> [Given text]
## Begin
All of lore.kernel.org
 help / color / mirror / Atom feed
From: "Darrick J. Wong" <djwong@kernel.org>
To: Kundan Kumar <kundan.kumar@samsung.com>
Cc: viro@zeniv.linux.org.uk, brauner@kernel.org, jack@suse.cz,
	willy@infradead.org, mcgrof@kernel.org, clm@meta.com,
	david@fromorbit.com, amir73il@gmail.com, axboe@kernel.dk,
	hch@lst.de, ritesh.list@gmail.com, dave@stgolabs.net,
	cem@kernel.org, wangyufei@vivo.com,
	linux-fsdevel@vger.kernel.org, linux-mm@kvack.org,
	linux-xfs@vger.kernel.org, gost.dev@samsung.com,
	anuj20.g@samsung.com, vishak.g@samsung.com, joshi.k@samsung.com
Subject: Re: [PATCH v3 3/6] xfs: add per-inode AG prediction map and dirty-AG bitmap
Date: Thu, 5 Feb 2026 08:42:38 -0800	[thread overview]
Message-ID: <20260205164238.GS7712@frogsfrogsfrogs> (raw)
In-Reply-To: <2c485586-83c9-4697-91fc-7b0cee697704@samsung.com>

On Tue, Feb 03, 2026 at 12:50:53PM +0530, Kundan Kumar wrote:
> On 1/29/2026 6:14 AM, Darrick J. Wong wrote:
> > On Fri, Jan 16, 2026 at 03:38:15PM +0530, Kundan Kumar wrote:
> >> Add per-inode structures to track predicted AGs of dirty folios using
> >> an xarray and bitmap. This enables efficient identification of AGs
> >> involved in writeback.
## End
> [What is asked] Copy the mailing-list reply from "In-Reply-To: <2c485586-83c9-4697-91fc-7b0cee697704@samsung.com>" up to and including "involved in writeback.", replacing "xarray" with "radix tree". The records are separate material, unrelated to the mailing-list reply.

> [Given entries]
## Begin
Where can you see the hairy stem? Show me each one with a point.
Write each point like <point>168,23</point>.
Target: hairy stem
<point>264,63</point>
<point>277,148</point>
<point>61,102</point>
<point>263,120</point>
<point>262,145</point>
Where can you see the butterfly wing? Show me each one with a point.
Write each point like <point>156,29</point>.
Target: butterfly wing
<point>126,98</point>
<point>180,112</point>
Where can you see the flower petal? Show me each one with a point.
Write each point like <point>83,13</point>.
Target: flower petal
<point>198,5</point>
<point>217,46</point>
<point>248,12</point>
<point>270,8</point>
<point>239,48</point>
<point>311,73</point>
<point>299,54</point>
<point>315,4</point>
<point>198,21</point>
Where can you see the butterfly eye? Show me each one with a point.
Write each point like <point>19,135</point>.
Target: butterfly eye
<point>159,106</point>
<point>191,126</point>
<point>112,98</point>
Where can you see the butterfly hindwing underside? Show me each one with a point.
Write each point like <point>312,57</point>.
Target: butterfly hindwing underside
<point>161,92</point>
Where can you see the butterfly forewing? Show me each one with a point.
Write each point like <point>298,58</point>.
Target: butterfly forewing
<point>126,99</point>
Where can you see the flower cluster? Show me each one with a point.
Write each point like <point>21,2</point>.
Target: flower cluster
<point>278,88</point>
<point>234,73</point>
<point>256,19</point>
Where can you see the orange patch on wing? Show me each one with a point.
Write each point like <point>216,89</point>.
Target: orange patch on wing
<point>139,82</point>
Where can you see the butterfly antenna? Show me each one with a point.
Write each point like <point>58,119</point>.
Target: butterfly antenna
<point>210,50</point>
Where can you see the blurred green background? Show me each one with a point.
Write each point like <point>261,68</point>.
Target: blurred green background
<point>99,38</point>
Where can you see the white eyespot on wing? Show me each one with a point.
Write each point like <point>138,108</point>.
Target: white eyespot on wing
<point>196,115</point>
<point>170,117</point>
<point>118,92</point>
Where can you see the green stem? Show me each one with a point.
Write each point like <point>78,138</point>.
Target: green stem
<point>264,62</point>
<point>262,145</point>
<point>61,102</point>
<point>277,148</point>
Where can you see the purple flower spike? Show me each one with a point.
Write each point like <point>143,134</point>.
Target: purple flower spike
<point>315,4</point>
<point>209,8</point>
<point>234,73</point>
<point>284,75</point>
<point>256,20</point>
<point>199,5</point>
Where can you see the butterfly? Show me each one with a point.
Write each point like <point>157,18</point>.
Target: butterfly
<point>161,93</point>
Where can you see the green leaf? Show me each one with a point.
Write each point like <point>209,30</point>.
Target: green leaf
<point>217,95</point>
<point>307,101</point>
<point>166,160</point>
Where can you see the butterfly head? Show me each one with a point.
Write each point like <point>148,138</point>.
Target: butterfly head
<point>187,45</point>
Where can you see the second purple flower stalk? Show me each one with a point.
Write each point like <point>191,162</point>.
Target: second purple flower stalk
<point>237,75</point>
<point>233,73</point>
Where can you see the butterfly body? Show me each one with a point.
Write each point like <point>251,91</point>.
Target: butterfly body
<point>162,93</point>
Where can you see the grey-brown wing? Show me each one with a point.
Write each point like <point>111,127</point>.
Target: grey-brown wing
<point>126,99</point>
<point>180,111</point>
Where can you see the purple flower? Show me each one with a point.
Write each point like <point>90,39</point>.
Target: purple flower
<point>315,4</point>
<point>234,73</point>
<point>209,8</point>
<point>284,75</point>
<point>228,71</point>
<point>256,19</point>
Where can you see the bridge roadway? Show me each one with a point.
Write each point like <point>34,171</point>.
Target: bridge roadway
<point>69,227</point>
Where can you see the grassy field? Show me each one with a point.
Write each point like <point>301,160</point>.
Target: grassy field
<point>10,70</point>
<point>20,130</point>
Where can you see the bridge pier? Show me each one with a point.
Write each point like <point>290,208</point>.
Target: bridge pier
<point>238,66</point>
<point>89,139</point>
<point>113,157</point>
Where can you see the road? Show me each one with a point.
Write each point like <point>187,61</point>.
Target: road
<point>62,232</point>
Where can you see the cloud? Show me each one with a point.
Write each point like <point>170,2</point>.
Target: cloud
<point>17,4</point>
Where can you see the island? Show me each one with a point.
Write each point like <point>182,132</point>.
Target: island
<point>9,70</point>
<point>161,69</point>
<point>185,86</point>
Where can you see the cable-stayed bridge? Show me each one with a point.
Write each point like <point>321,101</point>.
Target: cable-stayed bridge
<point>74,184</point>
## End
> [Output for this exercise]
In-Reply-To: <2c485586-83c9-4697-91fc-7b0cee697704@samsung.com>

On Tue, Feb 03, 2026 at 12:50:53PM +0530, Kundan Kumar wrote:
> On 1/29/2026 6:14 AM, Darrick J. Wong wrote:
> > On Fri, Jan 16, 2026 at 03:38:15PM +0530, Kundan Kumar wrote:
> >> Add per-inode structures to track predicted AGs of dirty folios using
> >> an radix tree and bitmap. This enables efficient identification of AGs
> >> involved in writeback.